## PASSAGE PROVIDED

■ ■ ■

Proving Integral Property for Constant One-Forms in R^3

[tronter]

Given a constant one-form k_1 \ dx + k_2 \ dy + k_3 \ dz in \bold{R}^{3}, and three points \vec{a}, \ \vec{b}, \ \vec{c} in \bold{R}^3, prove that \int_{\vec{a}}^{\vec{c}} k_1 \ dx + k_2 \ dy + k_3 \ dz = \int_{\vec{a}}^{\vec{b}} k_1 \ dx + k_2 \ dy + k_3 \dz + \int_{\vec{b}}^{\vec{c}} k_1 \ dx + k_2 \ dy + k_3 \ dz.

So we want to show that k_{1}(c_1-a_1) + k_2(c_2-a_2) + k_3(c_3-a_3) = k_{1}(b_1-a_1) + k_2(b_2-a_2) + k_3(b_3-a_3) + k_1(c_1-b_1) + k_2(c_2-b_2) + k_3(c_3-a_3).

Doesn't this follow from the transitive property, or the triangle inequality?

 

[HallsofIvy]

Since there is no inequality there, it certainly isn't a "triangle inequality"!

Perhaps if you stated the "transitive property" for integrals.

■ ■ ■

(Lines of data)
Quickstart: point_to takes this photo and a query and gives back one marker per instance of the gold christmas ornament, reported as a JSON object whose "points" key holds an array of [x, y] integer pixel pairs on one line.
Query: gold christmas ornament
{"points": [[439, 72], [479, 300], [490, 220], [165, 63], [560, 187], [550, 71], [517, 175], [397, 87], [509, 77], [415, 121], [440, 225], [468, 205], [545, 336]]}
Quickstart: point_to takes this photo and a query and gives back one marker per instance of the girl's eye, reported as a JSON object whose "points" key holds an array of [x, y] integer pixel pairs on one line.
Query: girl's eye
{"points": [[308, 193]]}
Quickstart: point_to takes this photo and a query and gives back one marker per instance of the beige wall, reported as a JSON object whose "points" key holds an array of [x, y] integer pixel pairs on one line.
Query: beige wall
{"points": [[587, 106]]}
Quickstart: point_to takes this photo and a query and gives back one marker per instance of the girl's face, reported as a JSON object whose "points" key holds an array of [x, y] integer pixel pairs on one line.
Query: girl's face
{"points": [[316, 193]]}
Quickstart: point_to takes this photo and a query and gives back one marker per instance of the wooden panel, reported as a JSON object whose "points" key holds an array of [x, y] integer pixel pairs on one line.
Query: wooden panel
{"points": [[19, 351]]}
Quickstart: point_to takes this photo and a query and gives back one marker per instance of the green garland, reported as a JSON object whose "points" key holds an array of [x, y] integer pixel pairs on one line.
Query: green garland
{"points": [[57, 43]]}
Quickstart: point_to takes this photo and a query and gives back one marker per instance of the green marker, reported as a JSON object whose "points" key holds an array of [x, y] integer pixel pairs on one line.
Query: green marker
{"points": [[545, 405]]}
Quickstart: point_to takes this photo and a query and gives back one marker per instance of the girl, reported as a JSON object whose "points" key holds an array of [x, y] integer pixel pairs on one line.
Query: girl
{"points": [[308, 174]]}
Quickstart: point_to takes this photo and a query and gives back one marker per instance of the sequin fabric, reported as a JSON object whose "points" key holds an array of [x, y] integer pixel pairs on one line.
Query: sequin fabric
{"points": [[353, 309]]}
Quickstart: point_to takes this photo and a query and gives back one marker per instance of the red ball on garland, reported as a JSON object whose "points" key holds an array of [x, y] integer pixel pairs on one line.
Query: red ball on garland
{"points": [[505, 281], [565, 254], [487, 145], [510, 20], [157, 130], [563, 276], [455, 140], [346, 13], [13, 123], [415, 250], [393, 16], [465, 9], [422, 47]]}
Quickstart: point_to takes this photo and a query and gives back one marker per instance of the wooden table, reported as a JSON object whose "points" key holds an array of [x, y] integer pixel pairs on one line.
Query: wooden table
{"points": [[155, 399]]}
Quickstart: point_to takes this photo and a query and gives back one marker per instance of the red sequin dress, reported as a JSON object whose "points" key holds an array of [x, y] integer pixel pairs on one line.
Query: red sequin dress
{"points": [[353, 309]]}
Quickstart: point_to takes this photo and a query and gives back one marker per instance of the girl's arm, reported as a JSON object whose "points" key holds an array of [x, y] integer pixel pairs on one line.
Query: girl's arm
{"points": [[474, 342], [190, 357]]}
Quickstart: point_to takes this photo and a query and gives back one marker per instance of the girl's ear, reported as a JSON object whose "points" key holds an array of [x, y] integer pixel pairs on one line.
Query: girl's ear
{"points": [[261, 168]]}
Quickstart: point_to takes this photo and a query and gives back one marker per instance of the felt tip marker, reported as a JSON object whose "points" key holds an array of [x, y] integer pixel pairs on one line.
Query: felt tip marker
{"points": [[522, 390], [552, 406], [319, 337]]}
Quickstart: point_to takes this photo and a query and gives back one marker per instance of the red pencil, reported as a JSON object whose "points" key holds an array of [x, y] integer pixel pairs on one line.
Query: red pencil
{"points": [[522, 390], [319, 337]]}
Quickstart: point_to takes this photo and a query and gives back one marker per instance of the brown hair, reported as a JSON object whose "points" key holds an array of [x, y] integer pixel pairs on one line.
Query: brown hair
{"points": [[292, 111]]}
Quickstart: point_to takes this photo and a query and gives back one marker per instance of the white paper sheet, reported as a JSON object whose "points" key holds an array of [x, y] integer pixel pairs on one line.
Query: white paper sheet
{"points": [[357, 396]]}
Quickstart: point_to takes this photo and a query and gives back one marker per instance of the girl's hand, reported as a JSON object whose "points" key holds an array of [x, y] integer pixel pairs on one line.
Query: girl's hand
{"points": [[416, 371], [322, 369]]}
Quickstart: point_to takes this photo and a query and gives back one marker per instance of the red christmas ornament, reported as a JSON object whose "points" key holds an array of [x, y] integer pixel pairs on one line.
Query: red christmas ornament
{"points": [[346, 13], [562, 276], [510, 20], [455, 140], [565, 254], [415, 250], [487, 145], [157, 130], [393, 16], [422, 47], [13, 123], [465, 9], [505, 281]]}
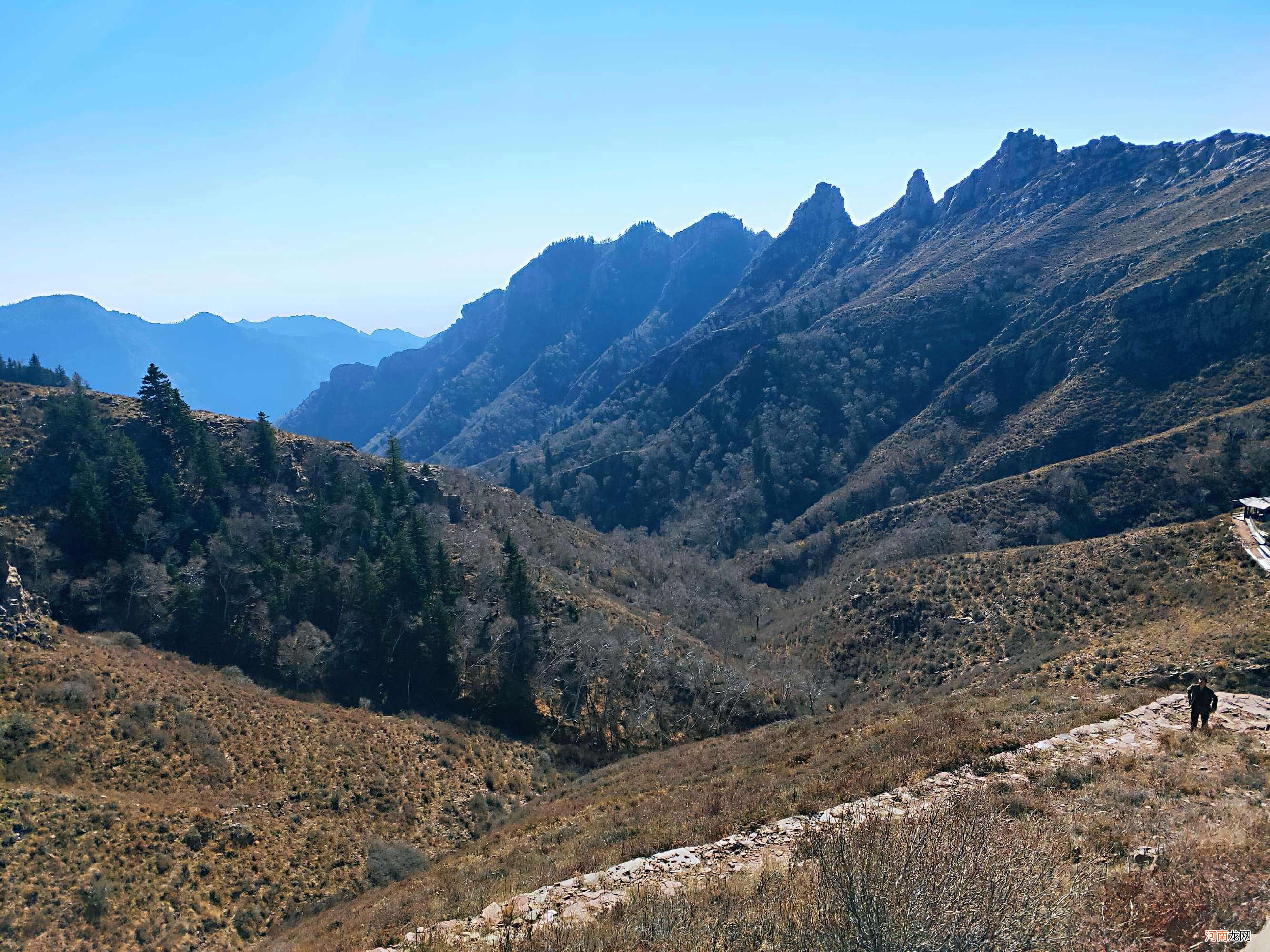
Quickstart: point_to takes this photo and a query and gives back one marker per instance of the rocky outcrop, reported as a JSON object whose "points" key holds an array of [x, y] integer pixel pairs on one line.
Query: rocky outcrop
{"points": [[23, 616], [557, 341], [581, 898]]}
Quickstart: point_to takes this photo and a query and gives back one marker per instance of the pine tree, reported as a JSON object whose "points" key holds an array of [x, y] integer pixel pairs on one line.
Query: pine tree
{"points": [[128, 493], [444, 578], [395, 489], [266, 448], [517, 591], [159, 399], [86, 532]]}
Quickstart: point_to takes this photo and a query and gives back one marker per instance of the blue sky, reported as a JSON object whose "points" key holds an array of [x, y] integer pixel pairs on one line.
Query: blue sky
{"points": [[383, 162]]}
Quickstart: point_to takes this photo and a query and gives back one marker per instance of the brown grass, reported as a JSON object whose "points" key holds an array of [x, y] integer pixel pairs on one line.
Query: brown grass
{"points": [[699, 793], [162, 805]]}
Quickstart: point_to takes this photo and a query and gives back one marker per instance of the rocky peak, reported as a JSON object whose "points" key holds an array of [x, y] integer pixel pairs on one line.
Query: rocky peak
{"points": [[919, 204], [823, 212], [1021, 158]]}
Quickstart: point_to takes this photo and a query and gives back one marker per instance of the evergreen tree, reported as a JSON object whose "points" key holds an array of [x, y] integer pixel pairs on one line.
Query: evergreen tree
{"points": [[520, 655], [517, 591], [444, 581], [129, 496], [266, 448], [86, 516], [160, 402], [395, 489]]}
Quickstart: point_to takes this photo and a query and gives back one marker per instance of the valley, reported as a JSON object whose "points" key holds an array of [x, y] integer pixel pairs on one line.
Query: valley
{"points": [[673, 539]]}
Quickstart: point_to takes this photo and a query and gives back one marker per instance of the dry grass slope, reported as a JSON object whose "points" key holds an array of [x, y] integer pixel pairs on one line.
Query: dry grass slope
{"points": [[151, 804]]}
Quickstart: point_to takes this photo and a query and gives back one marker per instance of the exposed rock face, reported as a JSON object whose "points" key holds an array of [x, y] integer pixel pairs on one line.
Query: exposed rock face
{"points": [[557, 341], [919, 204], [580, 899], [23, 616]]}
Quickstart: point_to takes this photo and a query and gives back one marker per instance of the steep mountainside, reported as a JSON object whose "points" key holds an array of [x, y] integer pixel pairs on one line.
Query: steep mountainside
{"points": [[383, 585], [233, 368], [1050, 305], [545, 351]]}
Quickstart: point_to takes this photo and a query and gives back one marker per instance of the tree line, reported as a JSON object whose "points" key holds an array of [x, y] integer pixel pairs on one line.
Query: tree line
{"points": [[33, 372], [298, 564]]}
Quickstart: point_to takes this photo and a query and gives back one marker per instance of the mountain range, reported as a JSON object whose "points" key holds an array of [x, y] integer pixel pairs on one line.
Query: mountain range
{"points": [[1053, 304], [230, 367]]}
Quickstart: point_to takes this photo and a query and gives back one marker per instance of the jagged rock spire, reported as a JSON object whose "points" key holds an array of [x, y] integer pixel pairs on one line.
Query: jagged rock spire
{"points": [[1021, 158], [823, 210], [919, 204]]}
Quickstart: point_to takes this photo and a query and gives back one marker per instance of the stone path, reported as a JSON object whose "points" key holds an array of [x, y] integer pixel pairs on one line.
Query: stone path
{"points": [[578, 899]]}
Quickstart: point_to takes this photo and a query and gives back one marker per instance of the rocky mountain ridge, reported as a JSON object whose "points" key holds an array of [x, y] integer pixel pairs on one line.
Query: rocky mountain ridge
{"points": [[1050, 305]]}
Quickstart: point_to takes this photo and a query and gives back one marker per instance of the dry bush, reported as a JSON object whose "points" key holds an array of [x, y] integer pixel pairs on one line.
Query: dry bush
{"points": [[962, 879], [958, 878]]}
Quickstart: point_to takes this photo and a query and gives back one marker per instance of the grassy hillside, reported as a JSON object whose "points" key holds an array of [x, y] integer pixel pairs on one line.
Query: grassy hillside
{"points": [[1137, 605], [153, 804], [701, 791], [313, 566]]}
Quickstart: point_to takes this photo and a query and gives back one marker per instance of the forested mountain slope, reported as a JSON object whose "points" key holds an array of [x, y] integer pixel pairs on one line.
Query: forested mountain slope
{"points": [[383, 585], [547, 349], [1050, 305]]}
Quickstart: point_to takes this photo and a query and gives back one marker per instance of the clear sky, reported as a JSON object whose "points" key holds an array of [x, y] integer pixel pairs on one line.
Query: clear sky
{"points": [[383, 162]]}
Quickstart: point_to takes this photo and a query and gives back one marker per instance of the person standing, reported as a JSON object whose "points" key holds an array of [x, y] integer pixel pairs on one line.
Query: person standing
{"points": [[1203, 701]]}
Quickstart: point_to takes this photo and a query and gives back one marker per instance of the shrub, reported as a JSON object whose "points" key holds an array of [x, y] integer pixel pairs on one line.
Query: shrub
{"points": [[959, 876], [389, 863]]}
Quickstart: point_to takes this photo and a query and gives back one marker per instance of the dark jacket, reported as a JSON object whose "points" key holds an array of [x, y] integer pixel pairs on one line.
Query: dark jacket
{"points": [[1202, 699]]}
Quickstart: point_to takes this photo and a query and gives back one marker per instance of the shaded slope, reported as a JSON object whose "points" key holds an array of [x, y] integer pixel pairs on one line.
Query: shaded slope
{"points": [[554, 343]]}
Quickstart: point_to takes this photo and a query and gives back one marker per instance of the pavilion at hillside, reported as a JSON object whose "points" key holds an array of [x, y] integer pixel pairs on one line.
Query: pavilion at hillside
{"points": [[1250, 517]]}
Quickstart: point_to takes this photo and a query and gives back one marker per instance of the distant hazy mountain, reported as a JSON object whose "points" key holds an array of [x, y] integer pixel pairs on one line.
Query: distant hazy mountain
{"points": [[234, 368], [550, 347]]}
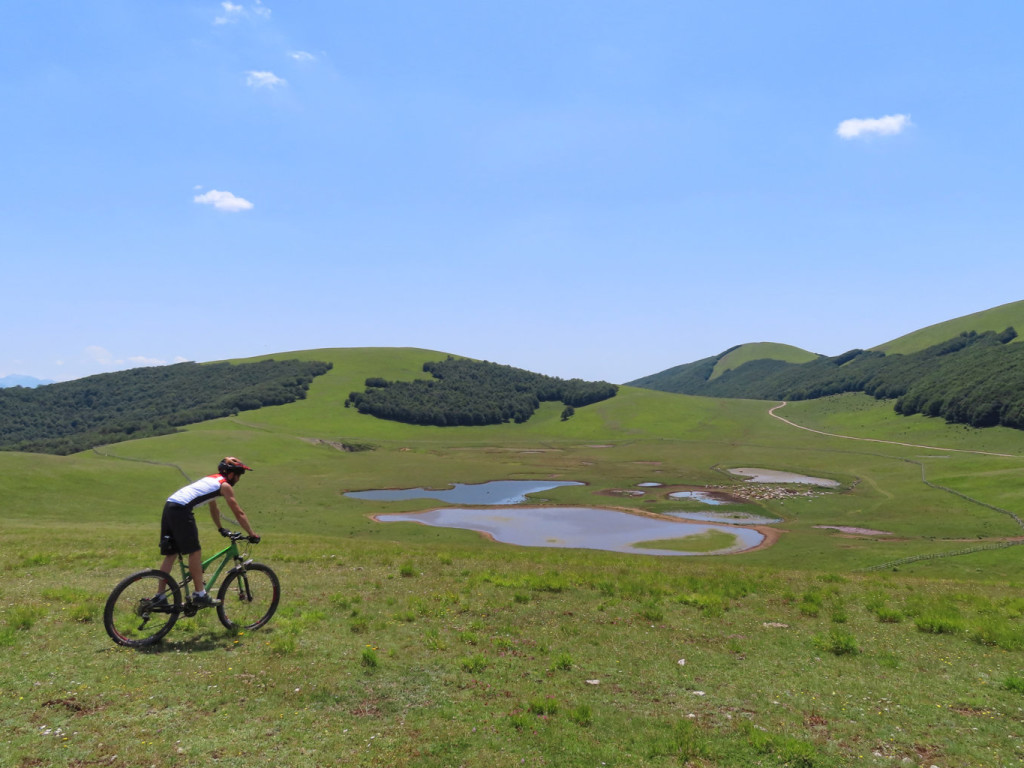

■ ■ ■

## THINGS TO DO
[A] Gather every line of the listing that contains the string "forested".
[B] Carry on the forum thread about the integral property of constant one-forms in R^3 from the point where it stops.

## ANSWERS
[A]
Quickstart: point_to takes this photo and a query and gives back one marker per instance of the forested mountain slope, reported as a JSON object whose "points" key holds an array of [x, y] integer pixel pairs on one line.
Query: forested mountain slope

[B]
[tronter]

Well I think the key idea is that we are using constant 1-forms. If it were not constant, then we could not use the transitive property.

 

[mrandersdk]

k_{1}(c_1-a_1) + k_2(c_2-a_2) + k_3(c_3-a_3) = k_{1}(b_1-a_1) + k_2(b_2-a_2) + k_3(b_3-a_3) + k_1(c_1-b_1) + k_2(c_2-b_2) + k_3(c_3-b_3) You had an error here in the last parentese

if you collect the terms with same k you get

k_{1}(b_1-a_1) + k_2(b_2-a_2) + k_3(b_3-a_3) + k_1(c_1-b_1) + k_2(c_2-b_2) + k_3(c_3-b_3) =

k_{1}(b_1-a_1 +c_1-b_1) + k_2(b_2-a_2+c_2-b_2)+k_3(b_3-a_3+c_3-b_3)= k_{1}(c_1-a_1) + k_2(c_2-a_2)+k_3(c_3-a_3)

is that what you want?